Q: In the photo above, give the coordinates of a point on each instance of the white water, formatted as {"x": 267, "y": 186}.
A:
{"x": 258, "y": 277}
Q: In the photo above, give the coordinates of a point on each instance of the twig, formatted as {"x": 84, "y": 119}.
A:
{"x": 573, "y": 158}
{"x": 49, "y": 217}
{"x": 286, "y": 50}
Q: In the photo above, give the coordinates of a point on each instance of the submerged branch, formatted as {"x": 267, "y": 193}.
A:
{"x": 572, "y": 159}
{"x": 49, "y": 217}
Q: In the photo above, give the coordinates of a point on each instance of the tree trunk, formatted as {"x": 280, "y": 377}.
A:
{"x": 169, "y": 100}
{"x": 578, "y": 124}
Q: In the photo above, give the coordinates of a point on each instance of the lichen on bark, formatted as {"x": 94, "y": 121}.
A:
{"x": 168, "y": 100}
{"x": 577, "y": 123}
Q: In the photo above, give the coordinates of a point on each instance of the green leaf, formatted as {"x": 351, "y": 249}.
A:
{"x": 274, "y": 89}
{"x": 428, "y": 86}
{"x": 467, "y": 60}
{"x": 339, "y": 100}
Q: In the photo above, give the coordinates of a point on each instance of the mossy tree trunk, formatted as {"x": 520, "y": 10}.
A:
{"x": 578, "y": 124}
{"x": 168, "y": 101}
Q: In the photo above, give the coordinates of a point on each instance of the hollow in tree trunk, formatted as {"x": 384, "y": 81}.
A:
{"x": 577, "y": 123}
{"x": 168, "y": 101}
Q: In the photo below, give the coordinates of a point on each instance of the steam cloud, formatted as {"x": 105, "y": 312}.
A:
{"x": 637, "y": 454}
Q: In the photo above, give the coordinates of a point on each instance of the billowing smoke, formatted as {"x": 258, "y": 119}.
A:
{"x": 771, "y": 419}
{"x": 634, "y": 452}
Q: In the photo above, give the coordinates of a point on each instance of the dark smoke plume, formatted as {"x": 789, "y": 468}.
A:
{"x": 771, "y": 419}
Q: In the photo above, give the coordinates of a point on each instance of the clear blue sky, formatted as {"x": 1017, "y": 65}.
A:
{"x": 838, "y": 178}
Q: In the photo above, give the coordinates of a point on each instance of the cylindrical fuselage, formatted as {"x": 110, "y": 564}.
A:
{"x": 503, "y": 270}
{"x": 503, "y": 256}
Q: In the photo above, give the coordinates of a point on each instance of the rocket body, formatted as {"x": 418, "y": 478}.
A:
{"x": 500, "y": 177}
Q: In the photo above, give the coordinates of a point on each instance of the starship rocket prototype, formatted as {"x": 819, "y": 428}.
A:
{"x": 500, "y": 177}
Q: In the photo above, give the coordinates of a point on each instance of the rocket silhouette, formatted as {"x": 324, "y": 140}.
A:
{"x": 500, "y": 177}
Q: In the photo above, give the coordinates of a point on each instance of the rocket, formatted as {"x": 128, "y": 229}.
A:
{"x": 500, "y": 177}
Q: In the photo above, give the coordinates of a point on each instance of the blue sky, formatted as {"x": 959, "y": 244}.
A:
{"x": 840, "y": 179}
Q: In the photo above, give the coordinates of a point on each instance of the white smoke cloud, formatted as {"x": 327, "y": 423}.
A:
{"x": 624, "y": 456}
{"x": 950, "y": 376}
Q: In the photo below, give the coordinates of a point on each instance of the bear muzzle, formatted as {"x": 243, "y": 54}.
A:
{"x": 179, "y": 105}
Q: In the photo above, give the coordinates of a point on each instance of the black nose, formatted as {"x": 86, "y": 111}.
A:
==
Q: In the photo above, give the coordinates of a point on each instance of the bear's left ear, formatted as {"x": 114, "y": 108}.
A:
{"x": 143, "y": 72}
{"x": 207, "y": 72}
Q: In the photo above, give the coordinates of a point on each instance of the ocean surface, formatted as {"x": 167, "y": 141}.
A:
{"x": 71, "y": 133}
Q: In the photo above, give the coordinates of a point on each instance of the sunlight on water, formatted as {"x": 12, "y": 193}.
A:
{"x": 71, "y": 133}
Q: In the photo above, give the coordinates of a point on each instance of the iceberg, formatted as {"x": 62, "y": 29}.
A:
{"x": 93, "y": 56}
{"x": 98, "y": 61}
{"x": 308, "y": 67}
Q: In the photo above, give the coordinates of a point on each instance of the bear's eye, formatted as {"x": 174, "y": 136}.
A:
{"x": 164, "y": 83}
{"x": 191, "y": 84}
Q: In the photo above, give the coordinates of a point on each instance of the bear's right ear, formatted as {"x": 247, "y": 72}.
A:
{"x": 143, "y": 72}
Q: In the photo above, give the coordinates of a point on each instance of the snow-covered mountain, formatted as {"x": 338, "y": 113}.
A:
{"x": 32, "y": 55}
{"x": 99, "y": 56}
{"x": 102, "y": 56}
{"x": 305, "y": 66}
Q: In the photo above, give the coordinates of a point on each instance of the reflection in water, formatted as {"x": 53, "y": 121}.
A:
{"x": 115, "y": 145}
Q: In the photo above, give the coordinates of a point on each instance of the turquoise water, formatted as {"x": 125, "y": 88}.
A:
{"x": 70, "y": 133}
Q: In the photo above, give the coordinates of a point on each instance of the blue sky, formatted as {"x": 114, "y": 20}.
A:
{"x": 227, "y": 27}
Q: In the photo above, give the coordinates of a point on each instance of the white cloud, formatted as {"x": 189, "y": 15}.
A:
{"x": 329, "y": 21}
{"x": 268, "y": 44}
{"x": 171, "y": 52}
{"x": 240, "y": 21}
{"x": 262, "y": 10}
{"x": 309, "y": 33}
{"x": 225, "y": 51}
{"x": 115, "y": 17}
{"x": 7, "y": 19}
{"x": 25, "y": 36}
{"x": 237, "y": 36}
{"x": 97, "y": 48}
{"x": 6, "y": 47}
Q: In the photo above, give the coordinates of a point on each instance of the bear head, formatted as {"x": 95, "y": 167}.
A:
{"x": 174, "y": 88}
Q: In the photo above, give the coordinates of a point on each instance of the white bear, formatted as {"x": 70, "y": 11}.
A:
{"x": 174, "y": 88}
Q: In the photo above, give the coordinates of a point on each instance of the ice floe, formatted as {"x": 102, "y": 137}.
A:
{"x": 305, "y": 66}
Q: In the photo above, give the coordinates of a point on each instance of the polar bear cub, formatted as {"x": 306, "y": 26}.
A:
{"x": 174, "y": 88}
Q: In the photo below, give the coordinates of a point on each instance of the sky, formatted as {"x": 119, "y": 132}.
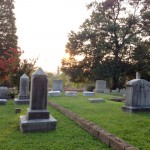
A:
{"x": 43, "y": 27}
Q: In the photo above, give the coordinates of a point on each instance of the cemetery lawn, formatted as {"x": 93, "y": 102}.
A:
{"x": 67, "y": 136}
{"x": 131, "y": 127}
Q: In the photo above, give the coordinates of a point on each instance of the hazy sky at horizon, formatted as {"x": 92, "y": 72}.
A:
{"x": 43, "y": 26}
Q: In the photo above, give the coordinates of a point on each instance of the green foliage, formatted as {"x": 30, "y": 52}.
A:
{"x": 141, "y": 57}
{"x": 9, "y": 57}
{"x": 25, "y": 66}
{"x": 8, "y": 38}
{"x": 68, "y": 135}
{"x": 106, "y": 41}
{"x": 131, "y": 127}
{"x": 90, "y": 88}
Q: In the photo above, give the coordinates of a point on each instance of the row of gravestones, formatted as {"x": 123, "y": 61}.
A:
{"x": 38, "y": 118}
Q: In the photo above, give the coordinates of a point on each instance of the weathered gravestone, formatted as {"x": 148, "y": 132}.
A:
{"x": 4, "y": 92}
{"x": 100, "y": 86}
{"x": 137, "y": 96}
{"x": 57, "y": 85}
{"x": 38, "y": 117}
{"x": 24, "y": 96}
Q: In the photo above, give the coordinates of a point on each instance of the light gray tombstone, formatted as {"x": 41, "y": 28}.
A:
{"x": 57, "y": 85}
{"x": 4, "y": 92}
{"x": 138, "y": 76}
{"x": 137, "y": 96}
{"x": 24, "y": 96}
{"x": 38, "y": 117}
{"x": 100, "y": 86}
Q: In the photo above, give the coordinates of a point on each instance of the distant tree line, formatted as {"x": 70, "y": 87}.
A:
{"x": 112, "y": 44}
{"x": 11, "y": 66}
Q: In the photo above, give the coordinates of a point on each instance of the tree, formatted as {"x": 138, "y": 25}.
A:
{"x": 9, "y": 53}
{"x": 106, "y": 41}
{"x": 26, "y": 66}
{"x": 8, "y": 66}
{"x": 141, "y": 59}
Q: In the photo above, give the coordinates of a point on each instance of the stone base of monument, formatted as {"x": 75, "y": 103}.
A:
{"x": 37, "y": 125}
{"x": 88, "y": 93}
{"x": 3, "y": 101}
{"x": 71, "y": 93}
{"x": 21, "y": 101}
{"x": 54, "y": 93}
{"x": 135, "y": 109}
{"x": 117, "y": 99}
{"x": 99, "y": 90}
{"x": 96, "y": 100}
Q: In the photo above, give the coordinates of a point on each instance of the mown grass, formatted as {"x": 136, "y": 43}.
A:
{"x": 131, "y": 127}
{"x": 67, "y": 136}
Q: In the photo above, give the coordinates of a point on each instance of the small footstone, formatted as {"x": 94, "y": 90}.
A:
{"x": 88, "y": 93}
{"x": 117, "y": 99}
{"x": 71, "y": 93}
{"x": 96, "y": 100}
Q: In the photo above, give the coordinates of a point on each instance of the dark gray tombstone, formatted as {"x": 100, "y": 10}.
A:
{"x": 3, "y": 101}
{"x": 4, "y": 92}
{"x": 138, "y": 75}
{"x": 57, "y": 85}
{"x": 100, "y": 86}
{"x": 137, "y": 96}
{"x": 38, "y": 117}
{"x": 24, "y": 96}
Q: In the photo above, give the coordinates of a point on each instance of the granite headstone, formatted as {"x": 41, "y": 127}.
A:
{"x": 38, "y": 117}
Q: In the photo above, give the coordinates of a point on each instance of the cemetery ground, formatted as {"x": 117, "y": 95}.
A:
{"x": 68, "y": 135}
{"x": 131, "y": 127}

» Aim of the task
How many lines in the rows above contain the string "bear"? Case counts. Reply with the number alone.

» Full solution
7